**Consignes de travail**
1. Selon le texte sur Laura Vazquez, de quoi la poétesse a-t-elle besoin pour commencer à écrire ?
2. Écrivez la suite du texte sur Laura Vazquez en partant de sa dernière phrase.

**Texte de lecture**
+ + + + + + +

Des araignées (et autres insectes) dans la tête
Laura Vazquez a besoin de presque rien pour commencer à écrire. Un morceau de pain, une chaise et un ordinateur. Très vite, elle entend « grésiller les fourmis » de sa tête et elle n’a plus d’âge. Sœur du Grégoire Samsa de Kafka, elle fut cafard : c’est un avantage lorsqu’on veut faire plier la langue, la réduire en molécules et la faire avancer à petits pas. Ceux que cela énerve voudrait lapider (métaphoriquement) la poétesse.Mais cela ne changerait rien : on croit l’auteure présente mais ne reste de sa présence qu’un leurre : celui d’une tache d’ombre. Comme un furet, elle court la forêt des songes et celle des temps où bien sûr elle furette, s’avance, trouve des conduits où, au nom de l’amour, elle tire la langue aux objets et à ceux qui passent sans la voir. Non qu’elle aît besoin de reconnaissance, elle veut simplement « être » — en dépit des maladies de « peau », des maladies de cœur.
D’où ses successions de croquis à vif, de choses imaginées-vues. Passage des saisons, donc du temps. Sa forge est ouverte, comme la gorge de la poétesse « mêlée de cuir, de goudron et de liège » mais jamais pour une auscultation laryngologique ou un brossage des dents au dentifrice au fluor. Elle sort sa voix qui devient « la Main de la main » ouverte pour la caresse. Avant d’écrire sa souplesse sur des rudiments de peau, elle pouvait se croire point final : elle est désormais point de suspension. On attend la suite car quelque chose suit son cours. Cette « chose » est une petite musique de suie et surtout de « si je suis ». Car tel est la seule question qui lève les hypothèses à l’existence. Pour cela, la poésie est nécessaire. Mais pas n’importe laquelle et pas n’importe comment.

+ + + + + + +

**Entrées de données enregistrées**
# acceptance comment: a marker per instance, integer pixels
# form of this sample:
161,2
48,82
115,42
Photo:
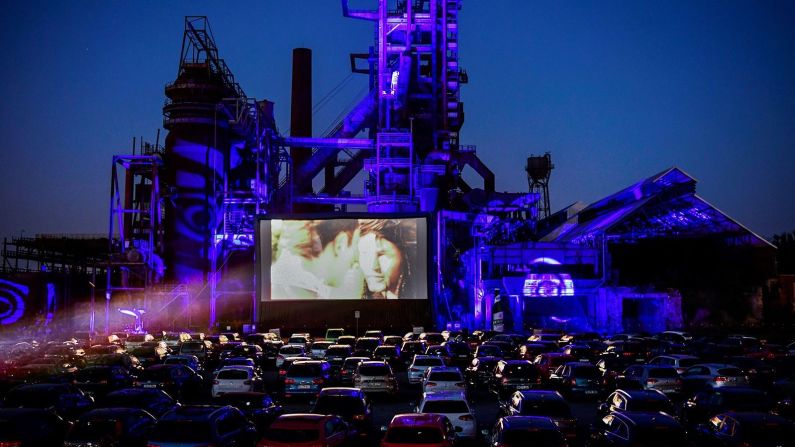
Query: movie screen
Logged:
343,258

+ + + + + + +

**Résultats obtenus**
1. Un morceau de pain, une chaise et un ordinateur.

2.
Laura Vazquez le prouve, sa terre tremble comme dans un vieux film italien. Tandis que dans son ventre « le poisson tourne ». Pour lui, elle mange du cirage pour cirer ses pompes. Celles-ci – comme les bottes pour Nancy Sinatra — sont faites pour marcher dans le corps. Essoufflée, la poétesse a la langue au bout des lèvres. Le french kiss poétique n’est donc jamais loin. D’autant que telle la belle de Cadix Laura Vazquez a pour ses lecteurs et lectrices des yeux et une écriture de velours mais surtout une poétique qui fuit les abstractions et les diamants en toc. Elle leur préfère ses animaux. Qu’importe s’ils sont malades de la peste. Leur confit danse (même si depuis la poétesse a renoncé à la viande) . Cela lui permet de concocter bien des confidences dont il ne faut pas forcément chercher à forcer le sens.
L’amour de cretonne rend chaque poème léger. Son évidence est crayeuse, la joie ironique et l’être sans secret.
jean-paul gavard-perret
Laura Vazquez, La Main de la main, Cheyne Editeur, Prix de la vocation 2014, 60 p. — 16,00 €.